▶ _DATASET EXTRACT_:
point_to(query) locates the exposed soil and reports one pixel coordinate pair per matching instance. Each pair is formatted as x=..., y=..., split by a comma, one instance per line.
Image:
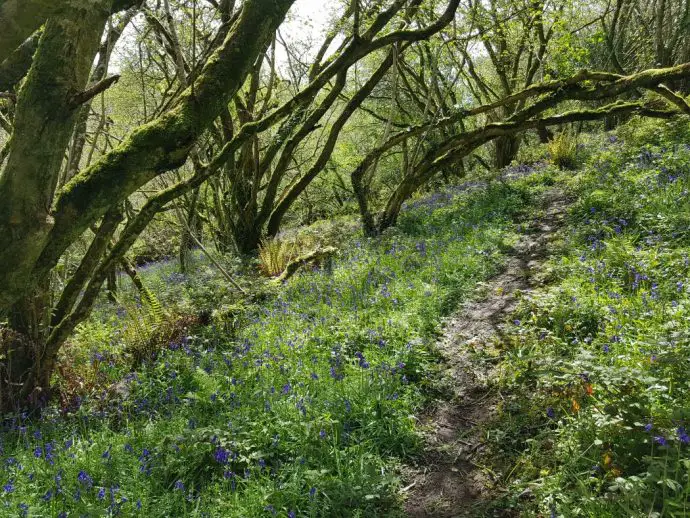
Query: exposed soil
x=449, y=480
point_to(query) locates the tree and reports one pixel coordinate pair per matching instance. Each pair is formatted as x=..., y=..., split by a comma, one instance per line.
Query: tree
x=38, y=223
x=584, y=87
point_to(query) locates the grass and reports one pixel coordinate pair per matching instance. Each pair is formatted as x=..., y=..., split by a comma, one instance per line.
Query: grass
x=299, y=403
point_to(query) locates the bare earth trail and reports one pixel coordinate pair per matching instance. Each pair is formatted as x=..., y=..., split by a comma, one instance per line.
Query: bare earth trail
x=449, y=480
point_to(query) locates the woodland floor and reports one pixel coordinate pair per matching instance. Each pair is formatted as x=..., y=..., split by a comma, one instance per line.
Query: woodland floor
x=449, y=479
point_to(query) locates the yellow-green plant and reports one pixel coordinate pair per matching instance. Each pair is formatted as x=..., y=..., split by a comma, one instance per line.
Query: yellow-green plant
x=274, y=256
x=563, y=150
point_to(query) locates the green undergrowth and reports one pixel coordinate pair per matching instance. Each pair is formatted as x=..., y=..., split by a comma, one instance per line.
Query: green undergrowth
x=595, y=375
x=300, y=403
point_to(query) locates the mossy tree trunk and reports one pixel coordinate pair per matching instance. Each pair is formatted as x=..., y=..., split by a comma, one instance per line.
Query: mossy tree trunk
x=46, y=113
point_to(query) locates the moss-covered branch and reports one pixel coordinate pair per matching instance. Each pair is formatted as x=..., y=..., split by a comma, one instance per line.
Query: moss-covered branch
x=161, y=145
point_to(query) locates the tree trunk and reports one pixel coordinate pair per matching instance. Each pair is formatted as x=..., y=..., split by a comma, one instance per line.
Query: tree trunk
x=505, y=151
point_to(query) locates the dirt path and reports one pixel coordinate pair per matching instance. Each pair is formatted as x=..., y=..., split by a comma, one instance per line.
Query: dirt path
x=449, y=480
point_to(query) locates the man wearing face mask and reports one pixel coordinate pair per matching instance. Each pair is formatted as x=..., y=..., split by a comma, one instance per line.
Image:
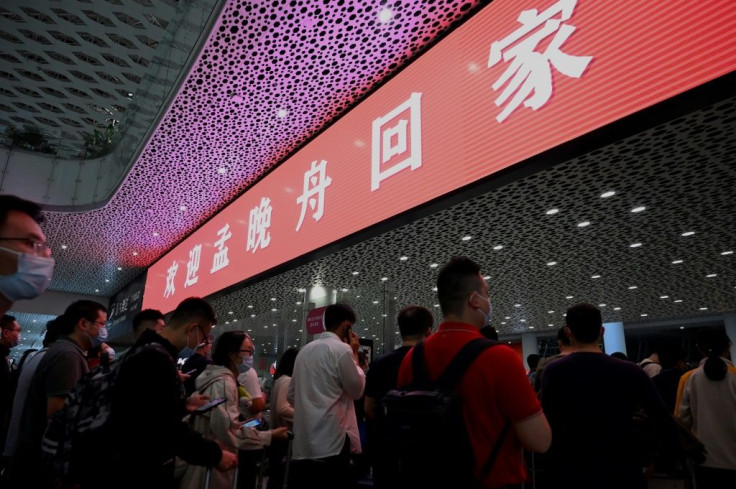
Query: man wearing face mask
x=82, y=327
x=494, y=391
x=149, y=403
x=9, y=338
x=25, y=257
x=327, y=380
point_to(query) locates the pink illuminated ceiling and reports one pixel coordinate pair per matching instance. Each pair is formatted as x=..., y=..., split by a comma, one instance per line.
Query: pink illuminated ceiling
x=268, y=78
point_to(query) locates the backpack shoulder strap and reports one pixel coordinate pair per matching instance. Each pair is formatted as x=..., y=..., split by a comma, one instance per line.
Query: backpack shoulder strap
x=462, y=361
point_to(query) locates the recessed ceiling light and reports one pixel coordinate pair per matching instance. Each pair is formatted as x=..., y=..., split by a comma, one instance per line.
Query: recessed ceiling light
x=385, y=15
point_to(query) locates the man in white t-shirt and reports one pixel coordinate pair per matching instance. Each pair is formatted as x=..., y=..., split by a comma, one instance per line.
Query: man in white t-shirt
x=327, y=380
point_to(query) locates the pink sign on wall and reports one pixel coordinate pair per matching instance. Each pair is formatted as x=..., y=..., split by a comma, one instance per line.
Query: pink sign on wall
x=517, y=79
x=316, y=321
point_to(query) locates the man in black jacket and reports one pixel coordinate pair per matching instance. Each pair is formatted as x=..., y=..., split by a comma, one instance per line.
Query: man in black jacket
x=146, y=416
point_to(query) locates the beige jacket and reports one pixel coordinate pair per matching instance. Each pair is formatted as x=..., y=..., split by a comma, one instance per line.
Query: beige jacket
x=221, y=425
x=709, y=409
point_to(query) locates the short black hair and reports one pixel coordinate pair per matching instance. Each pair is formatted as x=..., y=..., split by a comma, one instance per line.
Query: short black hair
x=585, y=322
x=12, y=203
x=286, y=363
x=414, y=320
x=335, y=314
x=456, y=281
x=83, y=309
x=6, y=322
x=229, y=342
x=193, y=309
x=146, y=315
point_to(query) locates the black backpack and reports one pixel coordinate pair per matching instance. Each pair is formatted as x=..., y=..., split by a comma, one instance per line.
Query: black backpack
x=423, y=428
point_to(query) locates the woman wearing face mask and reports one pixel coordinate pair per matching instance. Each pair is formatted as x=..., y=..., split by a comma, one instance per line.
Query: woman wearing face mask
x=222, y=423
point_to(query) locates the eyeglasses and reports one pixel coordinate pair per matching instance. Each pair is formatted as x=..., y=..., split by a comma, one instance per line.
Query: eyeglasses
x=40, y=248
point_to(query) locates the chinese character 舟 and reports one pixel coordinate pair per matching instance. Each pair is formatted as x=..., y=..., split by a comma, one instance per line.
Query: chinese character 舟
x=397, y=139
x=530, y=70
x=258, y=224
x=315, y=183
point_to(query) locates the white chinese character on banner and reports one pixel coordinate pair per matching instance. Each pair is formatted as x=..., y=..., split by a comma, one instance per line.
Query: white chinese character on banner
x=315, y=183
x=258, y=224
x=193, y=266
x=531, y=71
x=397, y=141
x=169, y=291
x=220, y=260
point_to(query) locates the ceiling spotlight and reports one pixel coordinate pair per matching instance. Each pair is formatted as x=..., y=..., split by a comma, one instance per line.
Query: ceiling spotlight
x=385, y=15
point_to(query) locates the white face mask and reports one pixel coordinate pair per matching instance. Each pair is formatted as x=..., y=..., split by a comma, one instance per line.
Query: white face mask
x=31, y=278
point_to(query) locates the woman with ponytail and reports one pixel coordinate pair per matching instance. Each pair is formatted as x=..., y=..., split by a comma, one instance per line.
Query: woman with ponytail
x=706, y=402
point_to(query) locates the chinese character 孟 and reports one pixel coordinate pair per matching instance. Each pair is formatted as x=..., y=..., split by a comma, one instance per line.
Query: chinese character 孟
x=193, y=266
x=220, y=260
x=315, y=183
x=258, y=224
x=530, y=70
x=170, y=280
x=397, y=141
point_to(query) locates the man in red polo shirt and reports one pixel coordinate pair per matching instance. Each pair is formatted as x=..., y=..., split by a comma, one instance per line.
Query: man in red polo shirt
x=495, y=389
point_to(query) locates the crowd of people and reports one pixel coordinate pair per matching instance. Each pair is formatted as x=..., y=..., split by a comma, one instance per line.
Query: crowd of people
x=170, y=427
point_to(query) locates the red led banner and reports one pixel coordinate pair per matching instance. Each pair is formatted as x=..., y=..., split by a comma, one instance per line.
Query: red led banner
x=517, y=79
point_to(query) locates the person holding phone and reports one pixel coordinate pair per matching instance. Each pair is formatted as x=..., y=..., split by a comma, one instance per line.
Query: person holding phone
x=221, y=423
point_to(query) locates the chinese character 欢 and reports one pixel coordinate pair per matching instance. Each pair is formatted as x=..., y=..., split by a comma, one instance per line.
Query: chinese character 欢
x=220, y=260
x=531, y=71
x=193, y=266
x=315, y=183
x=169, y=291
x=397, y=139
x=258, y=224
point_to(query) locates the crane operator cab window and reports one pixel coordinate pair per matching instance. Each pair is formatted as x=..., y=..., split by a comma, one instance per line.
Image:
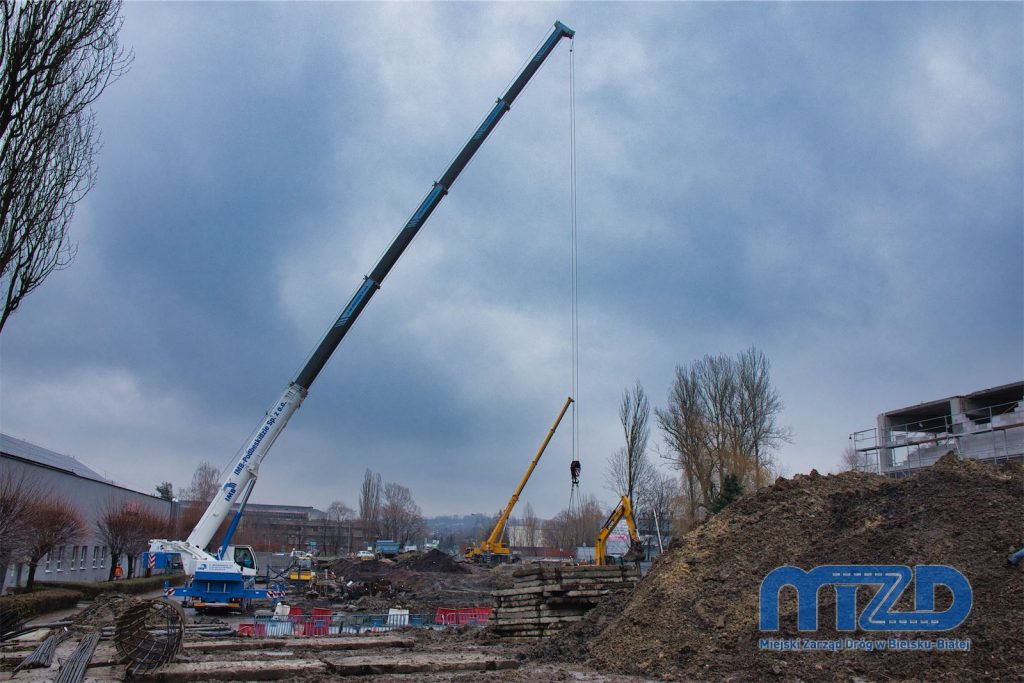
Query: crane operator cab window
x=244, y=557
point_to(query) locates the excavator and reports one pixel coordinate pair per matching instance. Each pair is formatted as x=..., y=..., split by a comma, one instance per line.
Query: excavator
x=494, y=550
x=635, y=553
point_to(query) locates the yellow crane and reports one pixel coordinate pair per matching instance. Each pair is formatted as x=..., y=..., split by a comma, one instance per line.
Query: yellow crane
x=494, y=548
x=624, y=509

▶ _EXERCISE DIRECTIONS_:
The whole listing must be transcribed exactly. No pictures belong in the copy.

▶ _RESPONSE FOR THIS EXERCISE_:
point_to(query) locates the exposed soil and reports one pixel coordinate pair per matching instance. Each pair is formatted as x=..., y=..., split by a comma, one instance per line.
Image:
Query: exposed soil
x=449, y=480
point_to(query) locates the tree and reports one pixel coordinate pair per matching instance. Each pair is formatted as x=..., y=..., split by a comma, one instance per line.
Query: tree
x=38, y=223
x=584, y=87
point_to(query) locates the grass and reports one pixel coordinate pair per matching instance. Each pair is formatted as x=..., y=..., split by a comma, one instance per line.
Query: grass
x=299, y=403
point_to(query) locates the bare earth trail and reports one pixel coordinate pair per matching instance. Each pair is formatted as x=..., y=..., split by a comma, one instance per line.
Query: bare earth trail
x=449, y=480
point_to(query) locates the woodland floor and reports one pixel coordinate pair per matching instance. Each pair is formatted as x=..., y=..., split by a comma, one instance per line.
Query: woodland floor
x=449, y=479
point_to(query) locates the yellow-green plant and reports one pixel coordinate pair per matching instance. Each pair is formatted as x=..., y=..., split by a comma, one instance per line.
Query: yellow-green plant
x=274, y=256
x=563, y=150
point_to(query) locates the green undergrowth and reports one pixel coordinate pair per matching instance. Each pair is formatted as x=..., y=..., split by a comma, one instance per line.
Query: green undergrowth
x=595, y=375
x=300, y=403
point_to(query) locates the mossy tree trunk and reports one pixel coordinate pair per matching instance. Each pair is formatted as x=..., y=..., split by a comma, one instance per line.
Query: mossy tree trunk
x=46, y=113
point_to(query) locates the moss-covered branch and reports one pixel coordinate pair per matching instance. Each pair is formatted as x=..., y=..., split by a comma, one instance per line.
Query: moss-covered branch
x=161, y=145
point_to(query) locates the tree trunk and reports one pixel coordinate pair per matching instance. Each pair is formatted as x=..., y=..., split by a comma, one instance per line.
Query: tree trunk
x=505, y=151
point_to(query) locates the dirt path and reports one pixel coordinate pair per matching instance. Each pair is formatted as x=..., y=..., split by a comma, one instance per line.
Query: dirt path
x=449, y=480
point_to(query) locates the man wearing face mask and reports one pixel coordinate pair per matching instance. Each pair is formatted as x=..., y=..., split by a comma, one instance per line.
Image:
Query: man wearing face mask
x=82, y=327
x=494, y=391
x=149, y=403
x=9, y=338
x=25, y=257
x=327, y=380
point_to(query) locates the pink illuminated ceiling and reports one pixel coordinate pair per matching instance. Each pair is formatted as x=..., y=..., split by a comma, one instance per line.
Query: pink illuminated ceiling
x=268, y=78
point_to(query) locates the backpack shoulder strap and reports one pixel coordinate pair per matching instance. Each pair is formatted as x=..., y=..., split by a comma, one instance per line.
Query: backpack shoulder strap
x=462, y=361
point_to(query) locates the recessed ceiling light and reports one pixel coordinate pair per matching instance. Each pair is formatted as x=..., y=..., split by a comma, one instance per line.
Query: recessed ceiling light
x=385, y=15
point_to(query) locates the man in white t-shirt and reports one pixel coordinate pair per matching instance. Each pair is formatted as x=..., y=..., split by a comma, one instance per line.
Query: man in white t-shirt
x=327, y=380
point_to(query) locates the pink sign on wall and reports one pixel coordinate pair per matching instance. Each pair is formatted as x=..., y=..., split by a comma, one instance per line.
Query: pink sign on wall
x=517, y=79
x=316, y=321
point_to(query) locates the man in black jacket and reports one pixel coordinate pair per matching instance. Each pair is formatted as x=..., y=..., split by a comma, one instance per line.
Query: man in black jacket
x=146, y=416
point_to(query) locates the beige jacket and reports one pixel coordinate pair per matching instance. Each pair is formatted as x=..., y=..., split by a comma, one instance per line.
Query: beige jacket
x=221, y=425
x=709, y=409
point_to(query) locates the short black hair and reports one pixel coordinate pair per matching instance. Each pair is formatted as x=..., y=..., split by a comma, one instance per line.
Query: short black hair
x=585, y=322
x=12, y=203
x=286, y=363
x=414, y=320
x=335, y=314
x=456, y=281
x=83, y=309
x=6, y=322
x=229, y=342
x=193, y=309
x=146, y=315
point_to(query) locates the black backpack and reports one pixel coordinate pair per matching instance. Each pair is formatted as x=..., y=..., split by a comma, one instance per line.
Query: black backpack
x=423, y=428
point_to(query) locates the woman wearing face mask and reports one pixel coordinate pair per matching instance. Each pair is formatted as x=..., y=..., split by a comma, one instance per line.
Query: woman wearing face mask
x=222, y=423
point_to(query) locates the eyeglasses and reports one pixel coordinate pair per matching instance. Each pair is formatted as x=..., y=..., split by a comma, one instance per line.
Query: eyeglasses
x=40, y=248
point_to(query) locates the chinese character 舟 and reports one pixel coordinate pair per matching instance. Each pair is formatted as x=..., y=..., split by a comma, one instance per line.
Query: chinese character 舟
x=397, y=139
x=530, y=70
x=258, y=224
x=315, y=183
point_to(query) locates the white chinese character on banner and reports one pixel coordinate pair per matching instance. Each pair is formatted as x=..., y=..., split by a comma, one instance per line.
Query: white chinese character on banner
x=315, y=183
x=258, y=224
x=193, y=266
x=531, y=71
x=397, y=141
x=169, y=291
x=220, y=260
point_to(query) locates the ceiling spotlight and reports one pixel coordinate pair per matching instance. Each pair is formatted as x=..., y=..., split by a comma, one instance per line.
Query: ceiling spotlight
x=385, y=15
point_to(query) locates the white face mask and reports one pixel coordinate pair per matching instance. Each pair is formatted as x=..., y=..., split by a comma, one instance per line.
Query: white face mask
x=31, y=278
point_to(query) locates the woman with ponytail and reports one pixel coordinate pair per matching instance. Each pair is formatted as x=..., y=..., split by a comma, one instance per line.
Query: woman with ponytail
x=706, y=402
point_to(query) locates the chinese character 孟 and reports one pixel coordinate pair per matching instance. Each pair is formatted as x=..., y=..., split by a comma, one instance per line.
Query: chinese character 孟
x=193, y=266
x=220, y=260
x=315, y=183
x=258, y=224
x=530, y=70
x=170, y=280
x=397, y=141
point_to(query) locates the man in red polo shirt and reports one pixel coordinate pair per matching instance. Each pair is formatted as x=..., y=..., split by a comma, one instance per line.
Query: man in red polo shirt
x=495, y=389
point_to(query) locates the crowd of people and reports one pixel coordinate pair per matching instance. Each pair is formatted as x=..., y=..., split by a comma, one instance per line.
Query: crowd of people
x=170, y=427
point_to(query) locates the red led banner and reports one pixel coordinate pair per matching instance. Each pair is formatted as x=..., y=..., split by a comma, one instance per line.
Query: red led banner
x=517, y=79
point_to(query) locates the person holding phone and reports one pixel coordinate pair per matching instance. Each pair is formatted as x=..., y=..., split by a comma, one instance per line.
Query: person holding phone
x=221, y=423
point_to(query) locates the chinese character 欢 and reports one pixel coordinate pair per matching instance. Each pair is formatted as x=..., y=..., split by a comma, one instance per line.
Query: chinese character 欢
x=220, y=260
x=531, y=71
x=193, y=266
x=315, y=183
x=169, y=291
x=397, y=139
x=258, y=224
point_to(query) locates the crane operator cab window and reports one pixel coordinate pair per matching instance. Each pair is formatted as x=..., y=..., split by a comma, one instance per line.
Image:
Query: crane operator cab window
x=244, y=557
point_to(query) locates the excavator and reports one pixel coordinate pair per matching instance. Each pair is formatted as x=..., y=..., split by a comma, one instance per line.
Query: excavator
x=494, y=550
x=635, y=553
point_to(query) locates the yellow crane and reports one pixel coordinate pair per matching instance. Each pair is formatted as x=..., y=..., split by a comma, one instance per line.
Query: yellow crane
x=494, y=548
x=624, y=509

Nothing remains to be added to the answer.